> **To-do list**
- A) From the review of The Sound and the Fury, reproduce the passage that begins at the words "The Sound and the Fury by" and stops after "to follow through.".
- B) Translate this sentence from the review of The Sound and the Fury into Spanish: "Yet, once I struggled in past the first fifty pages I found it quite engaging and interesting."
- C) Pick up the review of The Sound and the Fury and continue writing it from the point where it ends.

> **Supplied passage**
------------------------------------------------------------

Wednesday, June 9, 2010

The Sound and the Fury

The Sound and the Fury by William Faulkner

Quite good overall, despite a long opening that's intentionally alienating and disjointing. I've previously hear of Faulkner mostly through his legendarily ornate and drawn out prose, but I found that much less alienating than I was expecting. It's slow, grim, features largely unsympathetic characters and on a sentence to sentence level I did find the prose less than fully compelling. Yet, once I struggled in past the first fifty pages I found it quite engaging and interesting. There's a type of momentum inscribed in it that made it very compelling to follow through, a way the character viewpoints and their myriad failings became fascianting to follow through.

It was kind of a strange experience, and helped break down some preconceptions I had about the "Great Literature". I expect to find this kind of effect--not loving any single part of a book but feel compelled to keep going by the sheer energy of the pace and je ne sais quoi readability--in things trashier or "lower brow". Stephen King practically defines this element for me--in his good stuff there's still lots of plot holes and problems in characterization that I would rip apart in isolation, but while reading I have no desire to do anything but keep going through to follow up on what happens. It's not exactly the same effect here with Faulkner, but somehow it's not entirely dissimilar--amidst a dense and often confusing process of bitter character conflicts it made a very intense experience that ultimately qualified as a page turner.

------------------------------------------------------------

> **Supplied records**
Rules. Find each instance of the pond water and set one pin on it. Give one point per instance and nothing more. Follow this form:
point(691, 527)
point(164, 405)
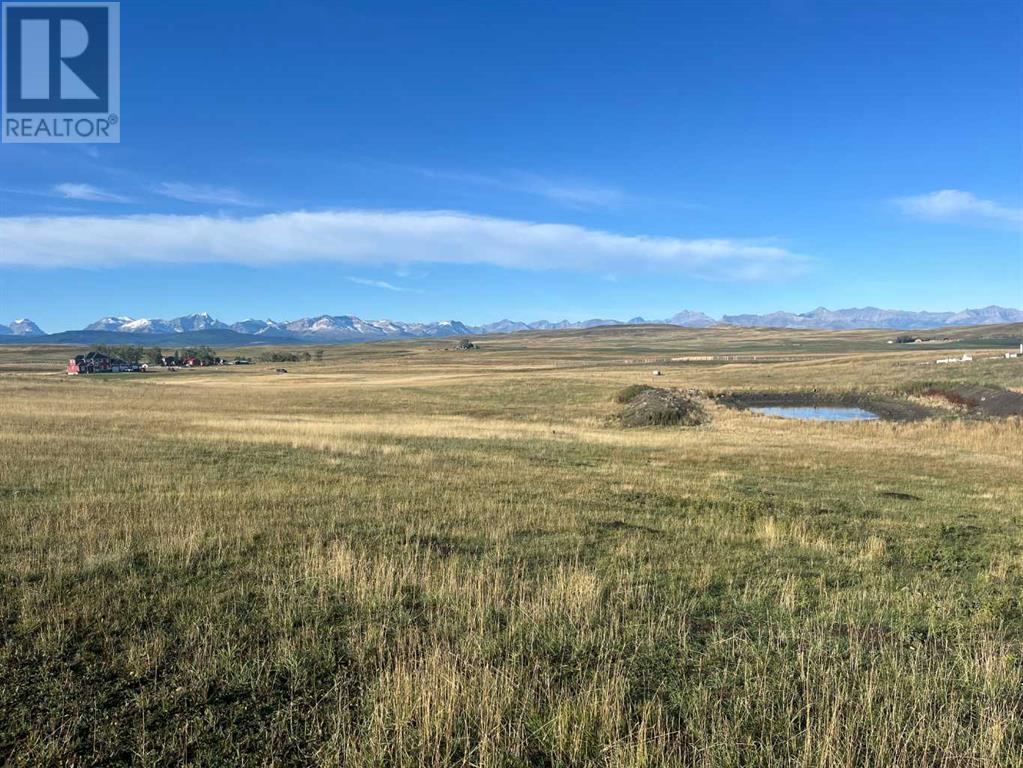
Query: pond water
point(820, 413)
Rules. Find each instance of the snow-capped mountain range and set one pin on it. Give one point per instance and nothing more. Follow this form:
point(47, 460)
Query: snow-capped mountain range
point(351, 328)
point(23, 327)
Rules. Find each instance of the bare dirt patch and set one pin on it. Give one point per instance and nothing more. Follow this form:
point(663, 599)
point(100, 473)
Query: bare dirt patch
point(661, 407)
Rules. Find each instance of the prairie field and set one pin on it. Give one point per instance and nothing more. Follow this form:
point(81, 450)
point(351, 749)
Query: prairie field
point(409, 555)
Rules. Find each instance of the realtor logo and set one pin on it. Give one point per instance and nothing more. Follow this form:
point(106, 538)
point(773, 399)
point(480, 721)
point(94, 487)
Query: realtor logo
point(61, 73)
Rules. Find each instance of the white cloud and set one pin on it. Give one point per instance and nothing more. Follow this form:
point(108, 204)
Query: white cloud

------------------------------------------------------------

> **Results for the exercise**
- A)
The Sound and the Fury by William Faulkner

Quite good overall, despite a long opening that's intentionally alienating and disjointing. I've previously hear of Faulkner mostly through his legendarily ornate and drawn out prose, but I found that much less alienating than I was expecting. It's slow, grim, features largely unsympathetic characters and on a sentence to sentence level I did find the prose less than fully compelling. Yet, once I struggled in past the first fifty pages I found it quite engaging and interesting. There's a type of momentum inscribed in it that made it very compelling to follow through, a way the character viewpoints and their myriad failings became fascianting to follow through.

- B) Sin embargo, una vez que logré superar con esfuerzo las primeras cincuenta páginas, me pareció bastante atrapante e interesante.

- C)
One element the story benefited from was its ruthlessness, the way it put on the consquences to its relationships, characters and larger society of existential dysfunctions. It benefits from being intimate but also unsympathetic to its cast, giving a sort of tragic fallout that feels cold and yet not sadistic by the author. For all that the story was hardly perfect--the sort of Stylistic Suck of the opening ninety pages clearly played a point yet seemed to outrun its purpose, and I found the ending drifted away from my investment in the situation. Nevertheless, it stands as a major creative accomplishment on Faulkner's part.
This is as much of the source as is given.